▶ Assignment 1:
Do these statements agree with the passage about the Berlin Patient? Answer yes or no for each, quoting the words of the passage that decide it.
(a) Timothy Ray Brown tested positive for HIV in 1995.
(b) Dr. Gero Huetter headed the cardiology department at University Hospital of Berlin.
(c) More than 1% of the world's population has natural immunity against HIV.
▶ Assignment 2:
Resume the passage about the Berlin Patient, starting right after its final sentence.

___ Excerpt to read ___

About 34 million people are infected with HIV;
25 million have died from the disease was discovered, and medicine has not
being capable to find a definite cure… or at least it seemed.
Timothy Ray Brown—as known as The Berlin
Patient or the man who once had HIV—is the first case of someone who got cured
from that disease and this is his story.
In 1995, he was tested positive for HIV. Then,
for eleven years he lived struggling with the disease, taking the usual lifetime
pills that allowed him to live an almost normal life. In 2006, he was also
diagnosed with myeloid leukemia and a marrow bone transplant seemed to be the
only option to keep him from death.
After the transplant, there was not be any
leukemia cells, but more important than that, the HIV virus had also disappeared.
How was that possible?
Dr. Gero Huetter, headmaster of the oncology
department at University Hospital of Berlin explained that some people (less
than the 1% of worldwide population) have natural immunity against HIV virus.

___ Records supplied ___

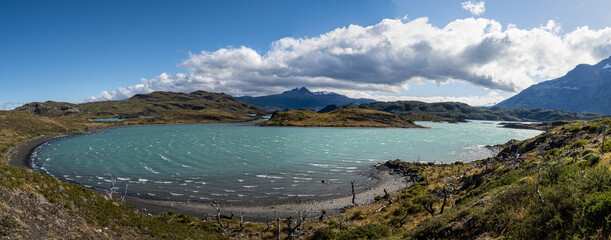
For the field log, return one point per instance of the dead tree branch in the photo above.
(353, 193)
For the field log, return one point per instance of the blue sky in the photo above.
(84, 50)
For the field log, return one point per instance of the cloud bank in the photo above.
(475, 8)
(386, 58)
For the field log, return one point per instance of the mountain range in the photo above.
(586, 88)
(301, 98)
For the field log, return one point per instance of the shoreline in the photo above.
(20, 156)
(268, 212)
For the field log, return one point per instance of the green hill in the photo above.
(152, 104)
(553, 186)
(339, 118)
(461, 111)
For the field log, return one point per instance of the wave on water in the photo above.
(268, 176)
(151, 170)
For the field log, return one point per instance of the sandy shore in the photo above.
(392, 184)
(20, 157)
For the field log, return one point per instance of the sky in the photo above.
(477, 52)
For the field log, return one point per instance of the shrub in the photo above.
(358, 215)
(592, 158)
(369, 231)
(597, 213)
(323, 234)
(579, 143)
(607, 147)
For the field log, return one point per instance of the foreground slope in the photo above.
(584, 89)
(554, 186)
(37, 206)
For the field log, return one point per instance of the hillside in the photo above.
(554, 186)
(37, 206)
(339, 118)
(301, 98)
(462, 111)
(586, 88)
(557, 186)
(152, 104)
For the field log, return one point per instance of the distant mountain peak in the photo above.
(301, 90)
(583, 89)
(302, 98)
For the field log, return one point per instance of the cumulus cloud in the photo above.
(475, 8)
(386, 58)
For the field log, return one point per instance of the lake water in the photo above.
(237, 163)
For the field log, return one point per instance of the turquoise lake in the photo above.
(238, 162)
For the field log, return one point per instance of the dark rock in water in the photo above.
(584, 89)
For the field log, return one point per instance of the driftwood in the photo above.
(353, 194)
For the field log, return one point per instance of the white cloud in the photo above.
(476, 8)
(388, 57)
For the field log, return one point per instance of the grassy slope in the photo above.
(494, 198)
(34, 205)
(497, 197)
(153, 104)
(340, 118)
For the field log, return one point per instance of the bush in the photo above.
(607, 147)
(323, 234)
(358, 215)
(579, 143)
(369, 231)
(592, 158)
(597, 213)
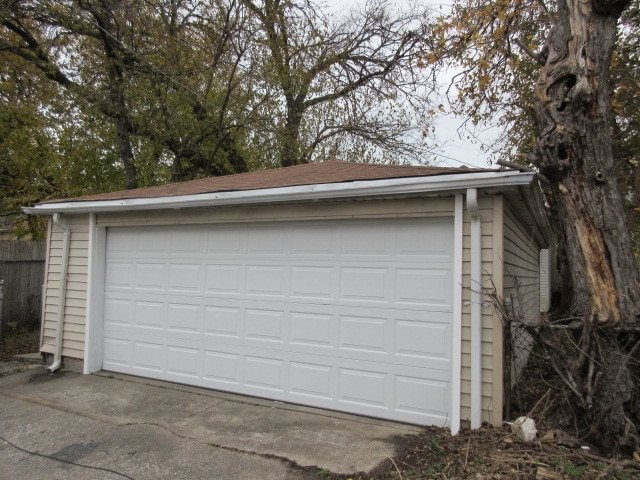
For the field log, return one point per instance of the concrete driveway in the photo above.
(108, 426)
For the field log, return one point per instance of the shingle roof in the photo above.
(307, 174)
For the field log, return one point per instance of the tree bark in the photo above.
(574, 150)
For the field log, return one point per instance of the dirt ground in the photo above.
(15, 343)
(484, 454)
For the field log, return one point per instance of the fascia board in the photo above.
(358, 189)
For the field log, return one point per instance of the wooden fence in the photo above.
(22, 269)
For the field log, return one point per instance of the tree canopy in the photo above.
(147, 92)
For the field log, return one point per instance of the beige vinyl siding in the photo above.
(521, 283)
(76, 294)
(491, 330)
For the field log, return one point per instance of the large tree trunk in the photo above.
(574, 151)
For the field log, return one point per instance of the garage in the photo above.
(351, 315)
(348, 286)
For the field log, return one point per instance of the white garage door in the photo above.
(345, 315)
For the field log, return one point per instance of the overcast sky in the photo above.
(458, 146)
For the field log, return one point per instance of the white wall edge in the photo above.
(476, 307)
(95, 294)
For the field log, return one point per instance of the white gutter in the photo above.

___

▶ Exercise answer 1:
(a) Yes: "In 1995, he was tested positive for HIV."
(b) No: "headmaster of the oncology department at University Hospital of Berlin"
(c) No: "less than the 1% of worldwide population"

▶ Exercise answer 2:
Every cell has a protein called CCR5, which allows the virus to attach to the
T-cell, and then infects it. People without that protein are immune, and the
marrow bone which Brown was transplanted had that mutation, so he got cured!
Up to now, there is neither leukemia nor HIV
trace in his organism, which made me wonder: are we in front of a definite cure? Do pharmaceutical
companies willing to investigate a final cure, considering the highest profits
they earn every year selling drugs to keep infected people alive? Will this
cure be available for everybody or just for ones who can pay for it?